## Short problem:
Could you reproduce word for word the lines starting with the one that contains "Sports-analytics tagging: mark the spiky" and running through the last line below, including both ends?

Dataset entries:
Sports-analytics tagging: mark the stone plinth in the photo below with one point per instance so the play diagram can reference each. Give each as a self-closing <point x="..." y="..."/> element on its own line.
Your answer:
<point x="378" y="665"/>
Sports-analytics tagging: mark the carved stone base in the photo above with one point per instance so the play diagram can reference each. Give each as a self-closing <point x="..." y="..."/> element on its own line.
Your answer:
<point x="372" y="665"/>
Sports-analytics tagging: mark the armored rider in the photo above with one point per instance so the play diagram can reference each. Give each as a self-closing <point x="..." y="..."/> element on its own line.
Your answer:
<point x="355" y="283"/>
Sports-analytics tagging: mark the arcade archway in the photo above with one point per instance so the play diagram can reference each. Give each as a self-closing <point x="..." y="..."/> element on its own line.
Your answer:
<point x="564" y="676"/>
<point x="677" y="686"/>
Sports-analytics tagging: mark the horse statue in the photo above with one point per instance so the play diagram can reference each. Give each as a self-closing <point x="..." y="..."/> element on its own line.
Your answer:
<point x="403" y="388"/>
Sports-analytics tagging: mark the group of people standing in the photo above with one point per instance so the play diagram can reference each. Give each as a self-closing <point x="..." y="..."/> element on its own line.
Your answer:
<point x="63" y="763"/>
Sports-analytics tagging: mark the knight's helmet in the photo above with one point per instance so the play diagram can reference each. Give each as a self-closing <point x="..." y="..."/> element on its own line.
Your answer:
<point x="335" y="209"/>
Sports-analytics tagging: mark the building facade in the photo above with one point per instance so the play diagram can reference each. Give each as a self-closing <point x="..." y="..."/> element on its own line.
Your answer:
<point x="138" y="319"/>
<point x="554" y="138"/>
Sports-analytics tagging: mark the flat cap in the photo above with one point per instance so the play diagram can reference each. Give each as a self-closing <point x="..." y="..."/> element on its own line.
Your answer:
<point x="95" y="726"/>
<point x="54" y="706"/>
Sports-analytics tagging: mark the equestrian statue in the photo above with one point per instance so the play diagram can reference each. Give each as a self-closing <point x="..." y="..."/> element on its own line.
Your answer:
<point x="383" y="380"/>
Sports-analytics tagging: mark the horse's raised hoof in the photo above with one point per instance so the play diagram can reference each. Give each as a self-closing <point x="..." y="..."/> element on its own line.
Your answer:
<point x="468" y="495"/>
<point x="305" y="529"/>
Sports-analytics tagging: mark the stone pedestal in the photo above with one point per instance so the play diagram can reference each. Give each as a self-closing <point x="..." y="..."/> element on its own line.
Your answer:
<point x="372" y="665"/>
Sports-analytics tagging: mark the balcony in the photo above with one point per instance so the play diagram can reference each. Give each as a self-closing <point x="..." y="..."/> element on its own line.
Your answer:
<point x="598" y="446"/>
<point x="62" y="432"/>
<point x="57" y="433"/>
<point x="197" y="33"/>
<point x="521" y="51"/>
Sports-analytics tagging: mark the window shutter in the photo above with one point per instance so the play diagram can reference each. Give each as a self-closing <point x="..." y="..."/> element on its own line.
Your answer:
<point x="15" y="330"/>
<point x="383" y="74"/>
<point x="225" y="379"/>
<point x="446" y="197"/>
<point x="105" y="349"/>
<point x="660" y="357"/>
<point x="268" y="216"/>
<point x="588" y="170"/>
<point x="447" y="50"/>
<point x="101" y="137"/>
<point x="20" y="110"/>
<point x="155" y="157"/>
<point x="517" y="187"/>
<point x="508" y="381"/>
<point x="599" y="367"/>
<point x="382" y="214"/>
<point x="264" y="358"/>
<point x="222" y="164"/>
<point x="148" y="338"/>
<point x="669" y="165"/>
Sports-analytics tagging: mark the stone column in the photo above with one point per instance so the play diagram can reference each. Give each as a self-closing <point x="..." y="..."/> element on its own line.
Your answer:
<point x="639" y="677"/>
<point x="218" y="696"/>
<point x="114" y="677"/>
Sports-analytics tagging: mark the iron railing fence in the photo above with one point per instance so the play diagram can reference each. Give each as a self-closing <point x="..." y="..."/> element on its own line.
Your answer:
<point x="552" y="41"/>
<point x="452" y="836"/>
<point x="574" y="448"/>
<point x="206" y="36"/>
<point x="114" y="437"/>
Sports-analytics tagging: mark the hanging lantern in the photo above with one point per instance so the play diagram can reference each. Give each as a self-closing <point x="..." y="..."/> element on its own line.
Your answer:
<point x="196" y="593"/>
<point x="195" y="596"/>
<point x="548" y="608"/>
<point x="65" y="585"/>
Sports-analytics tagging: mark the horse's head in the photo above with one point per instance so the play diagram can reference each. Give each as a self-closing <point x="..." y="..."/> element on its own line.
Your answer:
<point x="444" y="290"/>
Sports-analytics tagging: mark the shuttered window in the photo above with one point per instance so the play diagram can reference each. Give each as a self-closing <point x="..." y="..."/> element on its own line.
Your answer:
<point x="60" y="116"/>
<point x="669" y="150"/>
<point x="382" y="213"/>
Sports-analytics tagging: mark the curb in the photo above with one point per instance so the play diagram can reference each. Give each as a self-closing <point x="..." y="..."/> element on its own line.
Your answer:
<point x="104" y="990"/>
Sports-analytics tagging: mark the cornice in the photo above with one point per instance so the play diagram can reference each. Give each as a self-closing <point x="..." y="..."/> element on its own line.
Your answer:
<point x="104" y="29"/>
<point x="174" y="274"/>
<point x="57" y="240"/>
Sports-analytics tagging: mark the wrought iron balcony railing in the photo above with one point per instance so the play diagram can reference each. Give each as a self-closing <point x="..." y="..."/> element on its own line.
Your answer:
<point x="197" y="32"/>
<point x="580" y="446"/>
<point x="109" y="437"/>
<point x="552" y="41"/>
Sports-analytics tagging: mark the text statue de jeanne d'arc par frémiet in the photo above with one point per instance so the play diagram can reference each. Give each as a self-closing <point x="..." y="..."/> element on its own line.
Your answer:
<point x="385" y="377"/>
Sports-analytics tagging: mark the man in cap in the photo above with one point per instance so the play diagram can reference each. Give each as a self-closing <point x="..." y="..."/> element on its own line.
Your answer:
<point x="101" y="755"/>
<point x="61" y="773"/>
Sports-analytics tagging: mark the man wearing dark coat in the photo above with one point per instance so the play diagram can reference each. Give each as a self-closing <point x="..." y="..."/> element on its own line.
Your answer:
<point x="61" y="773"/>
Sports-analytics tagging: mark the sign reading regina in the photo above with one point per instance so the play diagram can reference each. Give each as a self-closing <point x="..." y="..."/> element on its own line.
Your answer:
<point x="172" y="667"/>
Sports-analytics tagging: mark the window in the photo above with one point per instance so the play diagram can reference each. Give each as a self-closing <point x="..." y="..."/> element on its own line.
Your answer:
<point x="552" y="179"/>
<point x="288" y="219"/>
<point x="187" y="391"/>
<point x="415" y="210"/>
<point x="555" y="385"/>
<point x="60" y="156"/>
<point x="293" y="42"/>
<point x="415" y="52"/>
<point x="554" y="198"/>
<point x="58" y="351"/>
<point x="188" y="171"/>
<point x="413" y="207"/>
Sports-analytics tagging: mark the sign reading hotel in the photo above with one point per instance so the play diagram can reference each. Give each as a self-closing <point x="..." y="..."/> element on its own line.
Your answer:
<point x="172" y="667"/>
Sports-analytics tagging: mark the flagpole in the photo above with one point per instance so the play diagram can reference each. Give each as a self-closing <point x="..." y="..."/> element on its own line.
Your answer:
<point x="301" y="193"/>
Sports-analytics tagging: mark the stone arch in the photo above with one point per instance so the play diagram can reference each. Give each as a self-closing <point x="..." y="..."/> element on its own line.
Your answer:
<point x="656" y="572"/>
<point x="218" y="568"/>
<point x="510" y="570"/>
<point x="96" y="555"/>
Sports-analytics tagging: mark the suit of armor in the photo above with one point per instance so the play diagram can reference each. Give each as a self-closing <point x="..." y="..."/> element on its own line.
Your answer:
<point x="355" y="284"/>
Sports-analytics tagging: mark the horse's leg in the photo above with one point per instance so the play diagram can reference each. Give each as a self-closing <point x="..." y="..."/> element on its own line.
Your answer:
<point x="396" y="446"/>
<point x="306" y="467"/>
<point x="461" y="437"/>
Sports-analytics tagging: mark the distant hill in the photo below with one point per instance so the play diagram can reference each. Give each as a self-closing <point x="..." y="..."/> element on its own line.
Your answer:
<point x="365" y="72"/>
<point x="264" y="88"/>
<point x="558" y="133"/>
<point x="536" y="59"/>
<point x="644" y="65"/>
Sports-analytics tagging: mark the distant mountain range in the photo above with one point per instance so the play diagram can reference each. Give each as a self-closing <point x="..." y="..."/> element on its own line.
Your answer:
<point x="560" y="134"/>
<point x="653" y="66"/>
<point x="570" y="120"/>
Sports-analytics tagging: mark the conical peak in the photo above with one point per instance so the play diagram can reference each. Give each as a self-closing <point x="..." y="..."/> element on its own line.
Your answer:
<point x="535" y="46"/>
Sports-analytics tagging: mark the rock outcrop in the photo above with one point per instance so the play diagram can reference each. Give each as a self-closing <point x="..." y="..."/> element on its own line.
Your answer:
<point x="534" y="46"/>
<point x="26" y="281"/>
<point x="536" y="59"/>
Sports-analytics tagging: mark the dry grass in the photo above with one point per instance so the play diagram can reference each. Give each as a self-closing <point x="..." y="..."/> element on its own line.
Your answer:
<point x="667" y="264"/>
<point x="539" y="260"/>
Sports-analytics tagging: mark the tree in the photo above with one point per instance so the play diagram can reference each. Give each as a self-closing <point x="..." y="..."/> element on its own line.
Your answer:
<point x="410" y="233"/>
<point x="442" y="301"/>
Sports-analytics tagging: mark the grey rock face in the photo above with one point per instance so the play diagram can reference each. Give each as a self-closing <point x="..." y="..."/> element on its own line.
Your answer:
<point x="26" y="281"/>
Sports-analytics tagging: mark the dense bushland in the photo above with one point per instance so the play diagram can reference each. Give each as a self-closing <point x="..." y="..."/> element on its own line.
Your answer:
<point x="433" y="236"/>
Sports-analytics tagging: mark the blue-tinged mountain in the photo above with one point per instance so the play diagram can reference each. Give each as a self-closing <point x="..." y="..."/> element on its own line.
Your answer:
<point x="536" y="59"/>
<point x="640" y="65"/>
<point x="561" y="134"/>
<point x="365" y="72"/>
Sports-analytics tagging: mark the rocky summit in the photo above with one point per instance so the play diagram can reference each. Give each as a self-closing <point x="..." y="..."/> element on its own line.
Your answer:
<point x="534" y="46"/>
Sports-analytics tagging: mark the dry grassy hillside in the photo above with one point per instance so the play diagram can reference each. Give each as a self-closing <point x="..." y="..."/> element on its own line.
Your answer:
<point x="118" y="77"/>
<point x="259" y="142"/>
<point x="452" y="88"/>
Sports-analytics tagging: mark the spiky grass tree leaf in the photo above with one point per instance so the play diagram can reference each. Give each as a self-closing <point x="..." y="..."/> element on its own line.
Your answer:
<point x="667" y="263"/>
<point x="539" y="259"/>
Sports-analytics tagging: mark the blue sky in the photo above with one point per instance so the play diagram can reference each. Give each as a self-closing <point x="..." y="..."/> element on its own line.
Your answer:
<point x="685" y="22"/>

## Exercise answer:
Sports-analytics tagging: mark the spiky grass tree leaf in the photo above with one point per instance so the play diagram can reference each. Give each as a self-closing <point x="..." y="..."/> element on its own line.
Your answer:
<point x="667" y="263"/>
<point x="539" y="259"/>
Sports-analytics tagging: mark the blue sky in the photo above with one point per instance so the play diagram can reference each. Give each as a self-closing <point x="..." y="..."/> element on its own line.
Your answer:
<point x="685" y="22"/>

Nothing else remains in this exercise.